Rewrite the rows, requests included, starting at the line that has "panicle in the photo above." and stopping after the last row, with 49 added to each number in the answer coordinates. Omit the pictures from your answer.

-- -- --

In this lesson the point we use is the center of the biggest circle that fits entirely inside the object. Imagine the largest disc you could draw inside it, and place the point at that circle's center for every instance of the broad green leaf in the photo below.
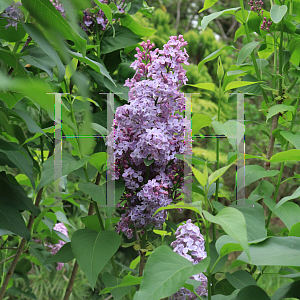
(98, 193)
(234, 224)
(10, 34)
(69, 164)
(46, 46)
(98, 67)
(200, 177)
(128, 280)
(237, 84)
(207, 19)
(290, 155)
(213, 55)
(205, 86)
(98, 160)
(295, 230)
(274, 110)
(50, 18)
(135, 27)
(277, 12)
(245, 52)
(252, 292)
(275, 251)
(33, 88)
(217, 174)
(63, 255)
(292, 138)
(124, 37)
(288, 290)
(195, 206)
(12, 220)
(200, 121)
(255, 218)
(240, 279)
(93, 250)
(208, 4)
(165, 273)
(289, 213)
(226, 244)
(252, 174)
(264, 189)
(18, 156)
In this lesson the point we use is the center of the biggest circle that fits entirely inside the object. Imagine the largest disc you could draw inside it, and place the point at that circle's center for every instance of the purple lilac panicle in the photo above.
(150, 127)
(189, 243)
(55, 248)
(13, 13)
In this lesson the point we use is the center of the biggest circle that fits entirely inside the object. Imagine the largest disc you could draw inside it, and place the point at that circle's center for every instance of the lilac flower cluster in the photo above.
(150, 127)
(256, 6)
(91, 17)
(55, 248)
(189, 243)
(13, 14)
(266, 24)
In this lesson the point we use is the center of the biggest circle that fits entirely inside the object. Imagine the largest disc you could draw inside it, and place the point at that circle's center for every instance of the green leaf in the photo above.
(252, 174)
(208, 4)
(240, 279)
(12, 220)
(252, 292)
(93, 250)
(207, 19)
(98, 193)
(264, 189)
(33, 88)
(213, 55)
(63, 255)
(98, 160)
(295, 230)
(128, 280)
(200, 177)
(124, 37)
(217, 174)
(292, 138)
(230, 130)
(98, 67)
(205, 86)
(245, 52)
(17, 155)
(45, 45)
(289, 213)
(106, 9)
(288, 290)
(165, 273)
(290, 155)
(274, 110)
(69, 164)
(234, 224)
(255, 219)
(11, 34)
(237, 84)
(277, 12)
(275, 251)
(200, 121)
(195, 206)
(46, 14)
(135, 27)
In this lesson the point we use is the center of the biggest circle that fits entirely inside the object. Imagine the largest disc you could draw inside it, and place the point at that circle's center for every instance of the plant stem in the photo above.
(252, 54)
(282, 163)
(207, 250)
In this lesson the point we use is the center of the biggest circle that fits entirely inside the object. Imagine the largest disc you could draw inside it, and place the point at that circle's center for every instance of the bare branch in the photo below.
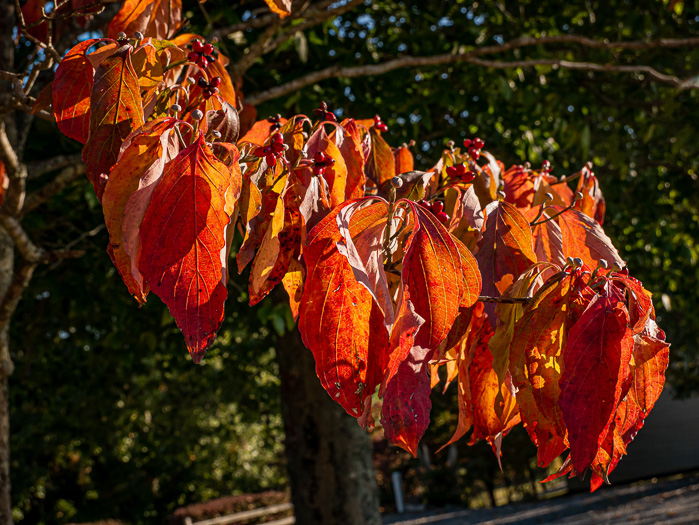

-- -- --

Response:
In this lesson the point we use is the center of the biggest circle that fits entirely inside the object. Imagine the largest disc you could draw inside it, and place the point at that circle's center for every instance of the purple lilac panicle in the photo above.
(199, 176)
(238, 292)
(104, 297)
(62, 62)
In this lesson the point we use is the center of the biggest circle that fits entirely inside the object. Imagine the largest disc you could draw inside it, and place the point at that circle's center for every instance of the lilac flower cluster in the photo above.
(199, 176)
(305, 55)
(140, 66)
(104, 297)
(238, 292)
(62, 63)
(315, 73)
In this lesson the point we use is the center of the biggest circle that fits entirely inside the object. Imagine the largest disc you could draw inside it, and place the point at that circle's center for every instance of the green leaf in the photo above.
(301, 223)
(257, 53)
(289, 328)
(61, 269)
(301, 341)
(142, 299)
(256, 68)
(147, 242)
(313, 238)
(82, 137)
(262, 104)
(112, 304)
(147, 209)
(344, 279)
(177, 329)
(249, 226)
(173, 86)
(266, 223)
(341, 187)
(279, 179)
(147, 116)
(254, 135)
(294, 101)
(66, 204)
(94, 94)
(338, 262)
(155, 58)
(337, 339)
(214, 322)
(339, 204)
(323, 159)
(118, 213)
(283, 273)
(304, 268)
(60, 83)
(286, 133)
(326, 61)
(324, 300)
(249, 170)
(244, 255)
(95, 63)
(184, 76)
In this lesson the point we use is the center of the biggest circle that fits entirely inside the object. Imagine the largest disc you could draw inside it, and place the point at that circle's center for every instance of the plant stem in the photo above.
(301, 103)
(331, 212)
(256, 299)
In this lesson the point we use is the center of the biggest circle that fits entirely inside the object. Imagine the largest disc you could draw inside it, and place the point at that circle's center for every instance of the bare branch in the photo below.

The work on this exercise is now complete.